** start of DOCUMENT EXTRACT **

I own this stock of BCE Inc (TSX-BCE, NYSE-BCE). This is the first stock I bought. At that time is was called an orphan and widow stock. I bought this stock in 1982 and have held it ever since. Since I bought it both Nortel and Bell Aliant were spin off. The problem with BCE's spinning off part of the company was that I ended up with an odd number of shares. It is annoying.
When I was updating my spreadsheet, I noticed Revenue is not growing very well. The Dividend Payout Ratio is growing too high. For 2018 it is 96%. Analyst do expect do expect it to come down over the next few years. I also find it ridiculous that the BCE site is not secure. Almost all the stocks I follow have secure sites and this is supposed to be a technology company.
Dividends are moderate (2% to 4% range) to good (5% or better). The current dividend is good at 5.34%. The 5, 10 and historical median dividend yields are 4.73%, 5.17% and 4.63%.
The dividend growth is low except for over the past 10 years, when growth per year is 15.11%. However, that is because exactly 10 years ago, the company only paid 2 dividends because it expected to be bought out. The buyout did not happen. If not for that one year, the 10 year growth would be 7.4% per year instead.

** end of DOCUMENT EXTRACT **
** start of RECORDS **

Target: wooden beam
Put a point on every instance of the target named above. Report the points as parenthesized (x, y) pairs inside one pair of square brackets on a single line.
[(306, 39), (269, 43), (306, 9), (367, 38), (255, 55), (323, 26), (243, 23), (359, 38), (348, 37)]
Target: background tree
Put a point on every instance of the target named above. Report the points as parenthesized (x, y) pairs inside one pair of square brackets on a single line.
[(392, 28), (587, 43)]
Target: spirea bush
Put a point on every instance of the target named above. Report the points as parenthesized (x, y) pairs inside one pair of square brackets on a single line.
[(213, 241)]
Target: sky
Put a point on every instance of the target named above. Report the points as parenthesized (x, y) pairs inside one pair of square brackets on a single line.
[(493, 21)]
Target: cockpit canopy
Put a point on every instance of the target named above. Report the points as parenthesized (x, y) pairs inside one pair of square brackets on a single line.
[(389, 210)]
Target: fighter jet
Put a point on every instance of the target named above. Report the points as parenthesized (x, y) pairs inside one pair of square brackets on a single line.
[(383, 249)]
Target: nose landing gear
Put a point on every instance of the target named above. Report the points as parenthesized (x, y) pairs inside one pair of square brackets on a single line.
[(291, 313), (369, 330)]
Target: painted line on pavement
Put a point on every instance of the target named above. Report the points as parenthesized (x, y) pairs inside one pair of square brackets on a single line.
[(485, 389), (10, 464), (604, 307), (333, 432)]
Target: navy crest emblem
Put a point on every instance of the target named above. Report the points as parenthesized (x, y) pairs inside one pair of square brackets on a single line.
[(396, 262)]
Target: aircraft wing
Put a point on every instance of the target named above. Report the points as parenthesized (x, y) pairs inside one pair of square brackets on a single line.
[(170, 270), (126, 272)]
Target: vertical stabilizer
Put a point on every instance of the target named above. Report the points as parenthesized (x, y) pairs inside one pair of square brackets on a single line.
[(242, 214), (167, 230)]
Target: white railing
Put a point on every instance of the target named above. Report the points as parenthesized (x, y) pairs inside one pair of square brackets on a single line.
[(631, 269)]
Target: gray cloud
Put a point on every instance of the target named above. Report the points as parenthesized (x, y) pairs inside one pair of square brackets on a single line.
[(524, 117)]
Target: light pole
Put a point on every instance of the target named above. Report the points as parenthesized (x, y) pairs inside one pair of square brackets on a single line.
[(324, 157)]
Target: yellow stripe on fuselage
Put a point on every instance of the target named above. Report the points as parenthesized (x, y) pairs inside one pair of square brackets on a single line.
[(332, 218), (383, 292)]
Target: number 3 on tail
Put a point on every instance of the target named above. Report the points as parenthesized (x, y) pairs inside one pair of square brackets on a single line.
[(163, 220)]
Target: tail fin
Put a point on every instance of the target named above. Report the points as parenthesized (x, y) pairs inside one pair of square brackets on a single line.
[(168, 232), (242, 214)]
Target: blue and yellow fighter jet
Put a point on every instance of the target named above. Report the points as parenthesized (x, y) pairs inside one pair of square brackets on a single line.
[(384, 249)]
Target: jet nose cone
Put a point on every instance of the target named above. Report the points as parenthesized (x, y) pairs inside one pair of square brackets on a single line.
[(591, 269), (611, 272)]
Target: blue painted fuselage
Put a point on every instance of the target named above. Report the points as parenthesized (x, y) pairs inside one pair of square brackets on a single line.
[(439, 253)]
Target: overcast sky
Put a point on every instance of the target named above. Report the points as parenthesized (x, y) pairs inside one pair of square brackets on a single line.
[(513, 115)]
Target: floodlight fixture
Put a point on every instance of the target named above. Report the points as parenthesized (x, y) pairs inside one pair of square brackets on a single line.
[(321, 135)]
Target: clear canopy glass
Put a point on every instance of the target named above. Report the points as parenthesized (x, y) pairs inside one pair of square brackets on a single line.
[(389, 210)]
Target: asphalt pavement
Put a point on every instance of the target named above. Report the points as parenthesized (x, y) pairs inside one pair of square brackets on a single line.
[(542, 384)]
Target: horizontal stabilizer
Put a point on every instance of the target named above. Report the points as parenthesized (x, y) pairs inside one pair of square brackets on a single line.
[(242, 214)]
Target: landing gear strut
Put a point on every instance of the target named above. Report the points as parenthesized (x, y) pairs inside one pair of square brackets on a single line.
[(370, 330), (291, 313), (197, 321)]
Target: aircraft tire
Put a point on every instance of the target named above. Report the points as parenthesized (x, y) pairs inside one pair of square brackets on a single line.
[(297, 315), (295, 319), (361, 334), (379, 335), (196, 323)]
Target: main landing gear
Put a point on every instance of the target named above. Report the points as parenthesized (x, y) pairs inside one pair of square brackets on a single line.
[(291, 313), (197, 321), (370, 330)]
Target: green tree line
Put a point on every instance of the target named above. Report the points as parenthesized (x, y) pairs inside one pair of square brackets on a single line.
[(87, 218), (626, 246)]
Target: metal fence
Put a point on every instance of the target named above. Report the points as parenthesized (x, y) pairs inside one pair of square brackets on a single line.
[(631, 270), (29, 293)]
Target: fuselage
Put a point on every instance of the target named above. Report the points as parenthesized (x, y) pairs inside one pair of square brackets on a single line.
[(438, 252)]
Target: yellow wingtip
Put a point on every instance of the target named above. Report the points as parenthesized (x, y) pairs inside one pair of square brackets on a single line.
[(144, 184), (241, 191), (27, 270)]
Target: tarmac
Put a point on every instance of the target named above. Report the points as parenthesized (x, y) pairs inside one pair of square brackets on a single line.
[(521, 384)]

** end of RECORDS **

TO-DO LIST:
A) Reproduce everything in the BCE post from "The dividend growth" down to "per year instead.".
B) According to the BCE post, why is the dividend growth over the past 10 years so much higher than in other periods?
C) Continue the BCE post from the point where it ends.
None of the entries is needed for this work.

RESULTS:
A)
The dividend growth is low except for over the past 10 years, when growth per year is 15.11%. However, that is because exactly 10 years ago, the company only paid 2 dividends because it expected to be bought out. The buyout did not happen. If not for that one year, the 10 year growth would be 7.4% per year instead.

B) Exactly 10 years ago, the company paid only 2 dividends because it expected to be bought out, and that buyout never happened. That low base year inflates the 10-year figure to 15.11% per year. Without it, growth would be 7.4% per year.

C)
The Dividend Payout Ratios are for EPS are currently quite high. The DPR for 2018 for EPS is 96% with 5 year coverage at 87%. The DPR for CFPS for 2018 is better with the 2018 ratio at 31% and 5 year coverage at 34%
Debt Ratios are fine, but there is a vulnerability in the low Liquidity Ratio. The Long Term Debt/Market Cap Ratio is 0.41 and it is fine. The Liquidity Ratio is low at 0.56 which means the current assets cannot cover the current liabilities. The 5 year median is also low at 0.57. However, if you add in cash flow after dividends, the ratio is 1.14. If you add back in the current portion of the long term debt, the ratio is 2.05. The Debt Ratio is fine at 1.57 with 5 year median at 1.56. Leverage and Debt/Equity Ratios are fine at 2.76 and 1.76 respectively. Their 5 year median ratios are 2.78 and 1.78.
The Total Return per year is shown below for years of 5 to 36 to the end of 2018. Under the Capital Gain column is the portion of the Total Return attributable to capital gains. Under the Dividend column is the portion of the Total Return attributable to dividends. See charts below.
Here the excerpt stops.